Extracted records:
--- Begin ---

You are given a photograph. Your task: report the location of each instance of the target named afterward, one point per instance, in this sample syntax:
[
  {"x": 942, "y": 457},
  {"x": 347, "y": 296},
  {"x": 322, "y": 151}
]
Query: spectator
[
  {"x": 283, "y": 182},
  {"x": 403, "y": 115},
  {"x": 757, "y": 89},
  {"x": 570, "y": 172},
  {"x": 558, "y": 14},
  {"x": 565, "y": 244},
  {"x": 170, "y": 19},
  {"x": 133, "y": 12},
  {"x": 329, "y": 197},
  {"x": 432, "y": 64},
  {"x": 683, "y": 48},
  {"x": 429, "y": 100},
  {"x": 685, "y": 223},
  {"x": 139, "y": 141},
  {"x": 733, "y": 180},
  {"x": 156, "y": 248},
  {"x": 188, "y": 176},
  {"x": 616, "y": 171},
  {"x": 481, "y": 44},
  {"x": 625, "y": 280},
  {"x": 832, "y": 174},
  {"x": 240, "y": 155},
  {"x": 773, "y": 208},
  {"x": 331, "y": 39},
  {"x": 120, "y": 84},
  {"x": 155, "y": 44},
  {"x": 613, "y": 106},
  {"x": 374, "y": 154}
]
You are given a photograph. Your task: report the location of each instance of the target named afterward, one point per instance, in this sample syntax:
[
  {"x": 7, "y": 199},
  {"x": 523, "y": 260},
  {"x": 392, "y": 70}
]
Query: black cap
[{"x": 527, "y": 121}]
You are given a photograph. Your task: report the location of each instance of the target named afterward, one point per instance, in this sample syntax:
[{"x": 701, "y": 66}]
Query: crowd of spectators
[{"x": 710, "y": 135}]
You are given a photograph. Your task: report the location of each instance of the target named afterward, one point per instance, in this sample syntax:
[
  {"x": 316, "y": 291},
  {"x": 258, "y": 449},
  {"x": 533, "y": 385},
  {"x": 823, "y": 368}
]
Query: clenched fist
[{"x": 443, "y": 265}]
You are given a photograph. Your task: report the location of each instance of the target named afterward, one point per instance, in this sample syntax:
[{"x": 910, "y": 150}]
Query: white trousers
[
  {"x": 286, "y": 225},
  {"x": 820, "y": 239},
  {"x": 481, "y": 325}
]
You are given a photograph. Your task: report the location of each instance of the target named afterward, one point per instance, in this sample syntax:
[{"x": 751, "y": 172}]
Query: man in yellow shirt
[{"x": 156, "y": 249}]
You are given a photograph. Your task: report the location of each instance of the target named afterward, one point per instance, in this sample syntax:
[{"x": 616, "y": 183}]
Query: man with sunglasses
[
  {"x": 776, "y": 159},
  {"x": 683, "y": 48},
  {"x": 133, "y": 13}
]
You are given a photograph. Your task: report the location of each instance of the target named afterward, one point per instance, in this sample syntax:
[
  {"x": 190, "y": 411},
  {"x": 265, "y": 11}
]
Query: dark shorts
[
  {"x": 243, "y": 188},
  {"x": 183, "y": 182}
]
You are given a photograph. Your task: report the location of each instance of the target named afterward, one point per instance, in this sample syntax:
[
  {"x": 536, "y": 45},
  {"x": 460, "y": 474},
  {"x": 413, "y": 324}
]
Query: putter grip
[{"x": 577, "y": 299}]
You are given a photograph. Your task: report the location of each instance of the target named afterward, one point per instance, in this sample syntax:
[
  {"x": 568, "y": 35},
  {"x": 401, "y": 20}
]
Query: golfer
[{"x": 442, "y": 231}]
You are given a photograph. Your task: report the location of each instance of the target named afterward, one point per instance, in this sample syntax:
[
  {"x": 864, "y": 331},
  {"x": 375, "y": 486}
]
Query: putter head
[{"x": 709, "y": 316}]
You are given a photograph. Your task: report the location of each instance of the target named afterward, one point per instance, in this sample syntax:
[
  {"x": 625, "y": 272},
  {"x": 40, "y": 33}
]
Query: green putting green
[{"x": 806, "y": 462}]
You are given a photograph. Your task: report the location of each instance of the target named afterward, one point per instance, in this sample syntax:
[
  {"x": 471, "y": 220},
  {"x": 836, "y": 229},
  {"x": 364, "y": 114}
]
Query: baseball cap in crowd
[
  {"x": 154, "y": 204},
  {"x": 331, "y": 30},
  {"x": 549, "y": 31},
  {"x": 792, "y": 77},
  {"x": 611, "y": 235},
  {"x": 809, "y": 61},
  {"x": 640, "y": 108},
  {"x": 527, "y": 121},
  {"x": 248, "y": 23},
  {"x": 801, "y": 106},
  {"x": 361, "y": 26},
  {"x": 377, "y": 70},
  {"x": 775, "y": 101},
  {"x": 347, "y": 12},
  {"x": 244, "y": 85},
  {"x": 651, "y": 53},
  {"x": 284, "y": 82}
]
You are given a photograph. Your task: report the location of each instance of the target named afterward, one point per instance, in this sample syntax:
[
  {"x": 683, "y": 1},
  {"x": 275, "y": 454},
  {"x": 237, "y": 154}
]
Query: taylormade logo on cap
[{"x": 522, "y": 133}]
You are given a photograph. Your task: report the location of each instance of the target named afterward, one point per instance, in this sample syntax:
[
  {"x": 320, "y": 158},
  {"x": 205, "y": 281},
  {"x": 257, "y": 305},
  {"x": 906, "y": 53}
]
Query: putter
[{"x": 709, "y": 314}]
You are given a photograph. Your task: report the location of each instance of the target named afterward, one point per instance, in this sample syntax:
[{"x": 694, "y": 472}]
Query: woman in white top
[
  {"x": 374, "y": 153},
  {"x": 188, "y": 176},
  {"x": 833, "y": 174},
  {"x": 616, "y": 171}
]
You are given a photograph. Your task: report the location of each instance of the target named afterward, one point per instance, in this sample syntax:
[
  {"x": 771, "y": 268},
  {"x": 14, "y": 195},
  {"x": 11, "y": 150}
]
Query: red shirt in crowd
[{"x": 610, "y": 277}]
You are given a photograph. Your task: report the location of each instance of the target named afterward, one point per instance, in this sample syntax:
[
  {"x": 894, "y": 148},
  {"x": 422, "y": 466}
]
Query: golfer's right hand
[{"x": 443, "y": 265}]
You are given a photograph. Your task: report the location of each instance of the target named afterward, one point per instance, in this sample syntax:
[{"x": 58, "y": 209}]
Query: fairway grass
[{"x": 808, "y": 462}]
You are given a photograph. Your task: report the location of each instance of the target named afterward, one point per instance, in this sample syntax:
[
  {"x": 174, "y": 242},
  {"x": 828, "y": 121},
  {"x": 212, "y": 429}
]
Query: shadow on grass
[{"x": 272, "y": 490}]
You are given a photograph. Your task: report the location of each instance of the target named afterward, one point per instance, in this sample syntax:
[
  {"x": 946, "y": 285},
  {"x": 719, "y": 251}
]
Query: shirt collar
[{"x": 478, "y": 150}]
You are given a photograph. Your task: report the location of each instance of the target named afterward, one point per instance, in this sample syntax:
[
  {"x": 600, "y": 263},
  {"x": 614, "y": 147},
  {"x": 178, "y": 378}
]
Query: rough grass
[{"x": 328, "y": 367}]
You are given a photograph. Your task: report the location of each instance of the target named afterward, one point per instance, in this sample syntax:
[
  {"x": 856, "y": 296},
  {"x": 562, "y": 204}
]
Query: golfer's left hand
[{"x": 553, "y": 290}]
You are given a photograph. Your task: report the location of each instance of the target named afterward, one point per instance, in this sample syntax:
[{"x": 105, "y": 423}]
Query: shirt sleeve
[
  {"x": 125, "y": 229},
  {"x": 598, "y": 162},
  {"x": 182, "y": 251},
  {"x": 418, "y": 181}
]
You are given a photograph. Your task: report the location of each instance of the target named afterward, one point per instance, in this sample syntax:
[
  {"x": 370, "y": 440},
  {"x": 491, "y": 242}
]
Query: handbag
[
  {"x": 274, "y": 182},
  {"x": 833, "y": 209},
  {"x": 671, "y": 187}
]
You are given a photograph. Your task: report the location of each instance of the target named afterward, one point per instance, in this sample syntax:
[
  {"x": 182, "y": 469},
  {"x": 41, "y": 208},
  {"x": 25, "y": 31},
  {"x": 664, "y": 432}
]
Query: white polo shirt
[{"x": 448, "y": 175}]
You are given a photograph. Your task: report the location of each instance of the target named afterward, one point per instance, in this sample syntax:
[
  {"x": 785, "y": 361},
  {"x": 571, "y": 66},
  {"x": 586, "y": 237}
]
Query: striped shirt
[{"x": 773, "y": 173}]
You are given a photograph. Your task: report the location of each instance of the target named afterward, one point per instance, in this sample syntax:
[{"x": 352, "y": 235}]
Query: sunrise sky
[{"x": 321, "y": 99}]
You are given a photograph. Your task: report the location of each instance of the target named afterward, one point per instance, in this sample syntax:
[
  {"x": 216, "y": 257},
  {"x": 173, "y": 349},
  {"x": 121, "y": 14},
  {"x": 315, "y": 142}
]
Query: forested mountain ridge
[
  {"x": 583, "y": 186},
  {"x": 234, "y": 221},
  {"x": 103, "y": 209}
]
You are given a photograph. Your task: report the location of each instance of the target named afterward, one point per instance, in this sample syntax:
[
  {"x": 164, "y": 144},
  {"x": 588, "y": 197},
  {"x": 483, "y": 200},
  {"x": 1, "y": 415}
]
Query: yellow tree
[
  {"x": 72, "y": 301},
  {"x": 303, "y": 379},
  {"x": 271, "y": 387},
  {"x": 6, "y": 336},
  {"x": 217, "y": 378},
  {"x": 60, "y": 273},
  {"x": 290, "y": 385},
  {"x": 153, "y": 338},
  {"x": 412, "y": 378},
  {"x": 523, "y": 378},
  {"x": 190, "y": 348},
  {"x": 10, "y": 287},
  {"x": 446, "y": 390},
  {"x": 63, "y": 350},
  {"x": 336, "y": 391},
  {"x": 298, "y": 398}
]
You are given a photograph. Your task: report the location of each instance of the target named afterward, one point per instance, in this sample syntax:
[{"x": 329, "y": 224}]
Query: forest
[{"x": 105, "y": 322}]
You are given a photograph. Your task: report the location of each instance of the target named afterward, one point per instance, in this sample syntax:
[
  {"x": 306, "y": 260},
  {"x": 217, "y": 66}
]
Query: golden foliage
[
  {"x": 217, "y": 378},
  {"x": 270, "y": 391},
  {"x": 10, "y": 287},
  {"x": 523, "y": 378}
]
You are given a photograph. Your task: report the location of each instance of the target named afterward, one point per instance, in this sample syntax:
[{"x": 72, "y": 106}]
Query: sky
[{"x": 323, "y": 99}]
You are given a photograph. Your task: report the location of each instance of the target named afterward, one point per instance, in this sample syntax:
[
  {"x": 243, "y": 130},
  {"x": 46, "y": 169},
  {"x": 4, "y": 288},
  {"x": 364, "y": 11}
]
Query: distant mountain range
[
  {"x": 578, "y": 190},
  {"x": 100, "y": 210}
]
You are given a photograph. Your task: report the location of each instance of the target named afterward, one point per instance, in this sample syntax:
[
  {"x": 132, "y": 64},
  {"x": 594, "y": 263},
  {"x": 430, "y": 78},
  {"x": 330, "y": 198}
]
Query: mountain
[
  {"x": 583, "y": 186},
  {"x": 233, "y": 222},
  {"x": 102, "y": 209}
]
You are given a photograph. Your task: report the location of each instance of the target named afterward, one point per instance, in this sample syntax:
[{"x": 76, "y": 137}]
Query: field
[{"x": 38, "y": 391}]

--- End ---

The request: Extract every line of the material above that contains the string "putter", matching case exactly.

Task output:
Query: putter grip
Query: putter head
Query: putter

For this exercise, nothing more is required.